**WORK TO COMPLETE:** Reproduce each of the following rows line for line, changing nothing.

[Excerpts from a location annotation dataset]

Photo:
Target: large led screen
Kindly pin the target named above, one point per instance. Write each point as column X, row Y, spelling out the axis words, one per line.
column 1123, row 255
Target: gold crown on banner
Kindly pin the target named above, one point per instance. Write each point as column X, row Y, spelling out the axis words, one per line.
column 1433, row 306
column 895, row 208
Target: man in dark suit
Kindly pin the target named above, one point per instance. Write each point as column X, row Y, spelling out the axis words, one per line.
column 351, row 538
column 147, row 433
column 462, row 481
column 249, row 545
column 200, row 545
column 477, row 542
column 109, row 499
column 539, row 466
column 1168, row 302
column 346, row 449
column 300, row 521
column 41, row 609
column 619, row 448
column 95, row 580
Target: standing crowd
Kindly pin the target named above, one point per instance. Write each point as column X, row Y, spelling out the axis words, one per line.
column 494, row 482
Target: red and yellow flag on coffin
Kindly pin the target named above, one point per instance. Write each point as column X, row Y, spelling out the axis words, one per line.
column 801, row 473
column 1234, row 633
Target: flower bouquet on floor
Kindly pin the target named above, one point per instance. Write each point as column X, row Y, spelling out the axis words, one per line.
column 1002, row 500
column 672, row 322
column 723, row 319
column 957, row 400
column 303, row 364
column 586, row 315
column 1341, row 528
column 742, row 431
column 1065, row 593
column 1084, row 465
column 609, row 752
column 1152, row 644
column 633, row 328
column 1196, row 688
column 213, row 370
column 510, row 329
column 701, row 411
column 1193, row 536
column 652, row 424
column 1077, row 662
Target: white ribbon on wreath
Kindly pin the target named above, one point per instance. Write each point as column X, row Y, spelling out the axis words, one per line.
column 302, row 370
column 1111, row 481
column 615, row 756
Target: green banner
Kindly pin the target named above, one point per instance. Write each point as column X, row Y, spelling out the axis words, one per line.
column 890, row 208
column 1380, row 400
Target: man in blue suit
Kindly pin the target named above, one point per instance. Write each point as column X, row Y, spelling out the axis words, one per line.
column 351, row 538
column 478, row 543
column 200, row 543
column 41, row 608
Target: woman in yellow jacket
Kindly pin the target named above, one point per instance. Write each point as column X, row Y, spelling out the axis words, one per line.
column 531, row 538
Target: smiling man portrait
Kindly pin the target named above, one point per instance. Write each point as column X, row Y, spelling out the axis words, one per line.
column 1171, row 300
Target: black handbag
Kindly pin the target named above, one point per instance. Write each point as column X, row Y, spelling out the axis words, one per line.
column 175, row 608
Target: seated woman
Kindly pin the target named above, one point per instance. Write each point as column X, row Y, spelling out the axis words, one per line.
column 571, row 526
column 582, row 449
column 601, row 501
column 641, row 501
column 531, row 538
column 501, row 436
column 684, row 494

**COMPLETE ANSWER:**
Photo:
Target: large led screen
Kindly pin the target named above, one point per instance. Write each point as column X, row Y, spelling out the axis words, one per line.
column 1123, row 255
Target: gold crown on banner
Kindly pin the target named above, one point per instance. Write each point as column X, row Y, spelling out the axis words, one per line.
column 1433, row 306
column 895, row 208
Target: man in dark suit
Kindly pin the target named above, one point per instance. Write each point as column X, row Y, spelling out the axis words, one per line.
column 351, row 538
column 147, row 433
column 462, row 481
column 249, row 545
column 200, row 545
column 477, row 542
column 109, row 499
column 539, row 466
column 1168, row 302
column 346, row 449
column 300, row 521
column 41, row 609
column 619, row 448
column 95, row 580
Target: standing crowd
Kindly pin the target named above, one point per instance. Write each point as column X, row Y, spelling out the axis words, one per line.
column 494, row 482
Target: red and yellow flag on coffin
Kindly pin the target named above, one point per instance. Write each point as column X, row Y, spelling out the axis words, one per line.
column 801, row 473
column 1234, row 633
Target: flower bouquet on floor
Kindly pin the target named above, one point per instance. Write each point as column X, row Y, spelling out the axis words, one per line.
column 1002, row 500
column 672, row 322
column 723, row 319
column 957, row 400
column 303, row 364
column 586, row 315
column 1341, row 528
column 742, row 431
column 1065, row 593
column 1084, row 465
column 609, row 752
column 1152, row 644
column 633, row 328
column 1196, row 688
column 213, row 370
column 510, row 329
column 701, row 411
column 1193, row 536
column 652, row 424
column 1077, row 662
Target: white ribbon on wreath
Kindly pin the target named above, one point per instance. Write each point as column X, row Y, spelling out the axis words, one per line.
column 302, row 370
column 1111, row 481
column 615, row 756
Target: green banner
Kindly pin the target named above, one point per instance. Write each point as column X, row Y, spelling out the axis words, one per line.
column 890, row 208
column 1380, row 400
Target: man in blue suit
Kindly pin the target named above, one point per instance. Write each point as column X, row Y, spelling out the axis words, one per line.
column 351, row 538
column 478, row 543
column 200, row 543
column 41, row 608
Target: woman in yellow jacket
Kindly pin the target named above, one point per instance. Write each point as column X, row Y, spelling out the axis words, one per line.
column 531, row 538
Target: smiling man portrait
Kindly pin the target named above, one point per instance. Write each point as column X, row Y, spelling out the axis words, one per line.
column 1171, row 300
Target: black handbag
Kindly pin the target named above, one point per instance. Write each point as column X, row Y, spelling out the axis words, one per line.
column 175, row 608
Target: seated woman
Kindly pin the target named above, one point per instance. Write each point as column X, row Y, spelling out the axis words, one per line.
column 571, row 526
column 582, row 449
column 601, row 501
column 641, row 501
column 531, row 538
column 501, row 436
column 684, row 494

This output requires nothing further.